→ 本文ブロック:
********

COBOLはどんな言語?オープン環境と汎用系の違いもわかりやすく解説
COBOLは古くから使われているプログラミング言語ですが、エンジニアの数も非常に少ないという現状もあります。そこで本記事では、COBOLとはどんな言語なのかを確認しながら、オープン系との違いを交えて幅広く紹介します。
目次
COBOLとは
COBOLとは、1959年に開発された古くからあるプログラミング言語です。事務処理に最適な言語として開発され、国際的な標準化がおこなわれているプログラミング言語でもあります。現在、COBOL技術者は非常に少なく、その人材は貴重な技術者でもあるのです。
COBOLが開発される以前、事務処理を行うコンピューターの言語は、機器を開発するメーカーによって異なっていました。この自体を受けてアメリカ国防省が共通言語として提案し、開発されたのがプログラミング言語のCOBOLです。
COBOLのソースは、英語に近い記述コードでプログラミングすることができ、その他のプログラミング言語よりも比較的“読みやすい”ことも特徴の一つです。
COBOLは少しずつ拡張を続けており、COBOLのソースコードをC言語に変換するコンパイラ「OpenCOBOL」も登場しています。
COBOLでできること
事務処理
COBOLはもともと、事務処理用として開発された言語です。ですので、COBOLで開発されるシステムも事務処理用のプログラムがメインなのです。
金融や政府機関においても、COBOLは基幹系システムとして今でも現役で稼働してます。
計算処理
事務処理にも影響する特徴ですが、COBOLは計算処理にも向いています。

********

→ 提供データ:
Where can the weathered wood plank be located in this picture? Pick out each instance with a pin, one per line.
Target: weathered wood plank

********

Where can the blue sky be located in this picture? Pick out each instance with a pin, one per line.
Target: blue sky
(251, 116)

********

→ 作業内容:
A - 記録のうち「Where can the weathered」を含む行から「Target: weathered wood plank」を含む行までを、両端も含めて、「番号」と「行」の2列のMarkdown表にまとめる。空行は入れない。
B - COBOLを解説する本文が途切れたところを引き継ぎ、続きを書く。
記録は本文とは関係がない。

→ 課題への回答:
A -
| 番号 | 行 |
|---|---|
| 1 | Where can the weathered wood plank be located in this picture? Pick out each instance with a pin, one per line. |
| 2 | Target: weathered wood plank |

B -
COBOLでは10進数演算を定義することができるので、四則演算などの計算をわかりやすいく扱うことができるのです。
帳票
COBOLでは、事務処理にはつきものである帳票の出力も容易です。
帳票の項目についてもCOBOLで定義することができます。印刷時に調整する右寄せや空白などを自動的に行えるようプログラミングできるのです。
COBOLが使われる業界
金融業界
金融はもちろん、現在のコンピューター言語が登場するよりも前から存在している業界です。
私たちの物の価値を左右する業界でもありますね。ですので、処理の自動化をコンピューターに置き換えるという流れは比較的早く行われました。
現在でも、金融ではメインフレーム(汎用機と呼ばれる)はCOBOLが使用されているのです。
銀行業界
金融業界に含まれますが、銀行業界でもメインフレームがCOBOLで利用されています。
メインフレームで求められる処理速度では、COBOL Compilerでの高速処理が適しています。バッチ処理などは、やはりCOBOLに勝てないという事情があるのです。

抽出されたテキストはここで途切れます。